=== Entries ===

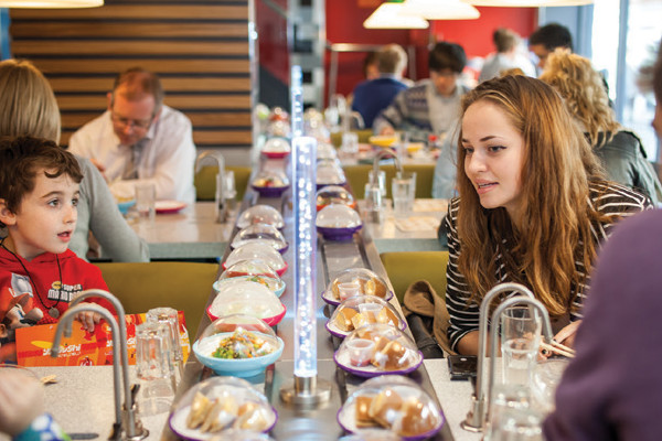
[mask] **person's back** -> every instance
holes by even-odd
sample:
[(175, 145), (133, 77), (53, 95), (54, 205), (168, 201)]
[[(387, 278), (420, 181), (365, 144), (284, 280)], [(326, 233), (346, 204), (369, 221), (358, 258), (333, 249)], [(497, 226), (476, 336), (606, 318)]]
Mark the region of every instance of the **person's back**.
[[(60, 109), (49, 80), (28, 61), (0, 62), (0, 136), (32, 136), (60, 142)], [(83, 171), (78, 222), (70, 249), (86, 259), (92, 233), (113, 261), (149, 261), (149, 249), (128, 226), (108, 185), (89, 160), (76, 157)]]
[(136, 185), (152, 183), (159, 200), (195, 200), (191, 121), (163, 105), (159, 78), (142, 68), (117, 77), (108, 110), (78, 129), (70, 149), (99, 168), (118, 198), (134, 197)]
[(353, 92), (352, 110), (363, 117), (365, 128), (372, 128), (375, 117), (407, 88), (402, 72), (407, 65), (407, 54), (397, 44), (388, 44), (377, 53), (380, 76), (359, 84)]

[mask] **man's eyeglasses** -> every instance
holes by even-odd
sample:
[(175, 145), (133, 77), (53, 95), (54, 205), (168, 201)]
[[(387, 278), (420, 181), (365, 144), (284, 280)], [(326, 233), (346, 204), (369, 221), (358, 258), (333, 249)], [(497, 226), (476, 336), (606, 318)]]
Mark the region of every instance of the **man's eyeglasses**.
[(149, 126), (151, 126), (151, 122), (154, 119), (153, 117), (151, 117), (150, 119), (129, 119), (129, 118), (122, 118), (118, 115), (115, 115), (114, 112), (110, 112), (110, 118), (113, 119), (113, 122), (115, 122), (121, 127), (131, 127), (131, 128), (141, 129), (141, 130), (149, 129)]

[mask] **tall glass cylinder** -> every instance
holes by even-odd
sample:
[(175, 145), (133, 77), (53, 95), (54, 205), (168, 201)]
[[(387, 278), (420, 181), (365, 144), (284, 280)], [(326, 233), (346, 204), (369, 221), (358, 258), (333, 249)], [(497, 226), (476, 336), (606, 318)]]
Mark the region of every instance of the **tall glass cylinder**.
[(292, 200), (295, 214), (295, 376), (317, 376), (316, 283), (317, 140), (292, 139)]

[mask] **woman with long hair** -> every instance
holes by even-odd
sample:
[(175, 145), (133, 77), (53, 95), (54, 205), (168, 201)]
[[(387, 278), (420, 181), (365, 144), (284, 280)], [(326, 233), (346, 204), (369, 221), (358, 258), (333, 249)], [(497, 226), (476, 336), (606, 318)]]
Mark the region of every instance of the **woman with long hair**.
[(662, 196), (660, 180), (639, 137), (616, 120), (602, 77), (590, 61), (567, 50), (556, 50), (547, 57), (540, 78), (564, 98), (607, 178), (643, 193), (656, 205)]
[(620, 217), (650, 201), (605, 181), (590, 146), (545, 83), (505, 76), (462, 101), (458, 190), (446, 216), (449, 340), (478, 352), (479, 306), (495, 284), (527, 286), (572, 344), (588, 272)]

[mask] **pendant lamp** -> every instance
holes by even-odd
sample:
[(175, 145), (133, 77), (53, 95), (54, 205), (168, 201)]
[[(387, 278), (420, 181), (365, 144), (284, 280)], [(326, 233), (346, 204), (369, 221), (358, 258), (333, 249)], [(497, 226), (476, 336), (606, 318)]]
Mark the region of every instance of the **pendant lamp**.
[(406, 0), (402, 13), (426, 20), (474, 20), (480, 17), (478, 9), (460, 0)]
[(463, 0), (474, 7), (547, 8), (591, 4), (594, 0)]
[(404, 3), (384, 2), (364, 22), (365, 29), (427, 29), (427, 20), (417, 15), (403, 14)]
[(103, 7), (104, 0), (0, 0), (0, 8), (64, 9)]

===

▶ Exercise
Replace "tall glass cylinder" with "clear glass vase" in the lines from the line with "[mask] **tall glass" to the line with "140), (292, 139)]", and write out only those lines with nothing else changed.

▶ Right answer
[mask] **clear glass vase** -> every instance
holes by even-odd
sample:
[(175, 145), (133, 77), (53, 95), (54, 205), (168, 201)]
[[(387, 278), (420, 181), (365, 144), (284, 280)], [(326, 233), (346, 204), (369, 221), (358, 258), (333, 249)], [(497, 226), (476, 336), (606, 318)]]
Mark the region of every instance of the **clear glass vase**.
[(292, 200), (295, 214), (295, 376), (317, 376), (316, 283), (317, 140), (292, 139)]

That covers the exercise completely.